··· Given entries

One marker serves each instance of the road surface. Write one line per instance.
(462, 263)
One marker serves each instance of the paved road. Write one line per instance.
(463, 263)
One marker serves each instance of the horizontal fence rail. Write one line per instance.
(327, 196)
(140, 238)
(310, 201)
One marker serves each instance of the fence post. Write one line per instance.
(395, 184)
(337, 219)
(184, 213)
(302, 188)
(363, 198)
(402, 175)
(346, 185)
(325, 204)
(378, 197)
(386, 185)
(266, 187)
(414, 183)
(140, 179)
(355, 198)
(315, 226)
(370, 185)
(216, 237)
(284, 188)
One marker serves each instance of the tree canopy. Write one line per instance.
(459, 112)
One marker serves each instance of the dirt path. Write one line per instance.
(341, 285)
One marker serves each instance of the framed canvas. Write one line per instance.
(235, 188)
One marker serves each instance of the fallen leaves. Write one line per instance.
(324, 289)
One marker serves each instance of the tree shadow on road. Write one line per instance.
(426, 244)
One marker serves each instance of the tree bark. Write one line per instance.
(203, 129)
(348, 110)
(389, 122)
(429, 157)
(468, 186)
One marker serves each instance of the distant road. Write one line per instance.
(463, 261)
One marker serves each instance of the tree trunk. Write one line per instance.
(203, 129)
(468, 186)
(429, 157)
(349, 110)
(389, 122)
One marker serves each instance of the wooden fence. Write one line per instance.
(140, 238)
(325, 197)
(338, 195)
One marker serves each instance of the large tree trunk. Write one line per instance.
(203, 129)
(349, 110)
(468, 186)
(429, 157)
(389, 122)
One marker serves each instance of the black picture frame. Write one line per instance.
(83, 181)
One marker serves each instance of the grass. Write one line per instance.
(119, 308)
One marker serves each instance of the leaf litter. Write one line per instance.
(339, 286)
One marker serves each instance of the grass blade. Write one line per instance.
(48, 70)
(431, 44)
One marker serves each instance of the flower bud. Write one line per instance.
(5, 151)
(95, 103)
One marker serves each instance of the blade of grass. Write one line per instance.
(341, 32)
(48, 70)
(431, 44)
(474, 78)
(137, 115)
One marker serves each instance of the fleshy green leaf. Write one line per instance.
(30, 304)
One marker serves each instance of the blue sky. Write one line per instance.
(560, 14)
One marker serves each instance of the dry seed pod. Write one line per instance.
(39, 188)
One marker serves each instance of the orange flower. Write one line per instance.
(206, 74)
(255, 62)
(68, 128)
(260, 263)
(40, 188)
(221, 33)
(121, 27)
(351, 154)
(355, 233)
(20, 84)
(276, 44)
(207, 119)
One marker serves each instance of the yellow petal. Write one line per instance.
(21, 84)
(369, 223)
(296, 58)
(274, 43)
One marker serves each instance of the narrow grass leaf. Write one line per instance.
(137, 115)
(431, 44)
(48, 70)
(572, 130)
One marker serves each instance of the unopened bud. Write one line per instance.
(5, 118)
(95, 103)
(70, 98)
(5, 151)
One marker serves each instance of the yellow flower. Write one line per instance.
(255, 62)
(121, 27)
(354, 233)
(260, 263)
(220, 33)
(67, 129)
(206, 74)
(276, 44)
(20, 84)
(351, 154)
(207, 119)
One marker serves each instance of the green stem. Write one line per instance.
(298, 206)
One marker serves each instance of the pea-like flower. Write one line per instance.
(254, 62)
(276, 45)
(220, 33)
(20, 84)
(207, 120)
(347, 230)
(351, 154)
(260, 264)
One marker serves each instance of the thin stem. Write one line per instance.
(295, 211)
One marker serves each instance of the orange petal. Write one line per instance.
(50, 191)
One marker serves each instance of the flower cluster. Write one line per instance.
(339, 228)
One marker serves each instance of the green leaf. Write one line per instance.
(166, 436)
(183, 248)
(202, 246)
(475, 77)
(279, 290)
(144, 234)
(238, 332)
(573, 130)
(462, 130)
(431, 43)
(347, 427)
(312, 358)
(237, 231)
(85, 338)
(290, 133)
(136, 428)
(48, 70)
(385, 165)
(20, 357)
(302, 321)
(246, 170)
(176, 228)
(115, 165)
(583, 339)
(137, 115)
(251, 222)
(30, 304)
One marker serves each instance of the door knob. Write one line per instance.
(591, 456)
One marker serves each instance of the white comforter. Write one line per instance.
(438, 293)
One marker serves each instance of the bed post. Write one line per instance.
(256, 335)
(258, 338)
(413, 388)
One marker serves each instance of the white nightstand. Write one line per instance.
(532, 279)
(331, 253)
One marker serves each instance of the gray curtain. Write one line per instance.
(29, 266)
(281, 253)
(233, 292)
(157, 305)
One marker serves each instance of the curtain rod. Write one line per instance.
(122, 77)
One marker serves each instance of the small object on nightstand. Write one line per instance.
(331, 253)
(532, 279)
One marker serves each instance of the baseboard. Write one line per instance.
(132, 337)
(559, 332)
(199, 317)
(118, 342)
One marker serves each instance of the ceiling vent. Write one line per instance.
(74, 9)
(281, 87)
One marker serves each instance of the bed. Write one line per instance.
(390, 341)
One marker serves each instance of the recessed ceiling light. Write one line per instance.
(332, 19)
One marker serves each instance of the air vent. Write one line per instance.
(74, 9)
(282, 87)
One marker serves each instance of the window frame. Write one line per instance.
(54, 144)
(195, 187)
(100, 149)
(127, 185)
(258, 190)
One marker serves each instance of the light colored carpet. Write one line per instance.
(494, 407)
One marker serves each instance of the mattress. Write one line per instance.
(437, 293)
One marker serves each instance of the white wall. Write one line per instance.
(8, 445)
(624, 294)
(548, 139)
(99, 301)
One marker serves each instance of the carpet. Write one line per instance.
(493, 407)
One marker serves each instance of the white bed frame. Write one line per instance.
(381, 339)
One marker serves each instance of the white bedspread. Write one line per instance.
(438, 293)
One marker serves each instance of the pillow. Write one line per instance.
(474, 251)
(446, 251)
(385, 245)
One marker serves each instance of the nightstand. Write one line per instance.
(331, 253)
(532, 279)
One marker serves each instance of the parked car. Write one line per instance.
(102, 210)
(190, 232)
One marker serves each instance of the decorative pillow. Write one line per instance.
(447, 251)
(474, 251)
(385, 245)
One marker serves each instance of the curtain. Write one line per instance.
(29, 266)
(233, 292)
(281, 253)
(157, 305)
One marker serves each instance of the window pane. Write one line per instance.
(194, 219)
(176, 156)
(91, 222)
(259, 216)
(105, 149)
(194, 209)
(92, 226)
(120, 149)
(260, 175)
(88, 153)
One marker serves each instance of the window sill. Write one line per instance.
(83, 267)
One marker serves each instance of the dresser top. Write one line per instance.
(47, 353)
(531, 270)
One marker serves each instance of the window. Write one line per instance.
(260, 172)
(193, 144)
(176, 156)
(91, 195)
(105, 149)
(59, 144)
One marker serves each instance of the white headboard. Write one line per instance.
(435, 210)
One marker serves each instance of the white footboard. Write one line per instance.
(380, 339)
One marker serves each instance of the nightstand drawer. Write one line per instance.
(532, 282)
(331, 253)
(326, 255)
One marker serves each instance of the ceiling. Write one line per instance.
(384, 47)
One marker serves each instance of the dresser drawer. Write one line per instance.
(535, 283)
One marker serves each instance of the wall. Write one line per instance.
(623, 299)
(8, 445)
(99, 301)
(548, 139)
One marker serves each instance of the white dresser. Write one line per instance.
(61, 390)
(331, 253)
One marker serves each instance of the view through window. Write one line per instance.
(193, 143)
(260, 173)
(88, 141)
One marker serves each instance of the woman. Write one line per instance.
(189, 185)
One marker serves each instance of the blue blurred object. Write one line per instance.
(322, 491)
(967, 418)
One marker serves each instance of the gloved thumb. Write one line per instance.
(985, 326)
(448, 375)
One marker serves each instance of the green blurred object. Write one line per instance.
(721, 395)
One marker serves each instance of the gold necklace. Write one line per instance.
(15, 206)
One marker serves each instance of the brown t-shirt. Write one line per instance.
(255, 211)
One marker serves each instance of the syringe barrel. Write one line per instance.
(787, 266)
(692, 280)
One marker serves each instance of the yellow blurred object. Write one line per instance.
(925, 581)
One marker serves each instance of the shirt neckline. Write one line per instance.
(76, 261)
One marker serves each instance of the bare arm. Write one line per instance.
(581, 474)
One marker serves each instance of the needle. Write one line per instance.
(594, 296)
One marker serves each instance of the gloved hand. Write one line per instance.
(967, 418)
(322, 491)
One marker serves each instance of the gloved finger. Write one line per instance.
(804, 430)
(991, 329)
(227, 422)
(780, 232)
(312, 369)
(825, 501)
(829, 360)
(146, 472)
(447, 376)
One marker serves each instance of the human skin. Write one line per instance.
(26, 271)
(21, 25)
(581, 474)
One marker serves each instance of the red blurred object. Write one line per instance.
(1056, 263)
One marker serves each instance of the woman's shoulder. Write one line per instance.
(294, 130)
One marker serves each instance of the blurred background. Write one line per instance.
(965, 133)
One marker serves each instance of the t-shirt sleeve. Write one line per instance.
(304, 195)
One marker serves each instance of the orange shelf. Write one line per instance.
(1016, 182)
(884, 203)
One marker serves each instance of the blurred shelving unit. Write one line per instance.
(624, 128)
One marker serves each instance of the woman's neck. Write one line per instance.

······

Given task.
Reproduce the records word for word, beginning at the line that contains "One marker serves each instance of the view" and stopping after the line that contains "(1056, 263)".

Written answer.
One marker serves each instance of the view through window. Write one line per instance.
(193, 143)
(260, 173)
(88, 141)
One marker serves each instance of the woman. Write one line per instance.
(189, 185)
One marker serves each instance of the blue blurred object. Write one line per instance.
(322, 491)
(967, 418)
One marker serves each instance of the gloved thumb. Write one line per instance.
(985, 326)
(448, 375)
One marker serves each instance of the green blurred object. Write one line per instance.
(721, 395)
One marker serves each instance of the gold necklace. Write one line per instance.
(15, 206)
One marker serves each instance of the brown t-shirt. Write one line per instance.
(255, 211)
One marker serves each instance of the syringe barrel. Write one line per instance.
(787, 266)
(692, 280)
One marker serves each instance of the yellow blurred object. Write one line per instance.
(925, 581)
One marker serves each instance of the shirt neckline. Write one line per instance.
(76, 261)
One marker serves each instance of the bare arm. Write one line per instance.
(581, 474)
One marker serves each instance of the needle. Write one line per instance.
(594, 296)
One marker serves each instance of the gloved hand. Write one line per instance.
(967, 418)
(322, 491)
One marker serves each instance of the gloved finger. Write one line per instance.
(804, 430)
(991, 329)
(227, 422)
(780, 232)
(312, 369)
(825, 501)
(829, 360)
(146, 472)
(447, 376)
One marker serves each instance of the human skin. Write one line per instance.
(26, 271)
(21, 25)
(581, 474)
One marker serves each instance of the red blurred object. Write one line per instance.
(1056, 263)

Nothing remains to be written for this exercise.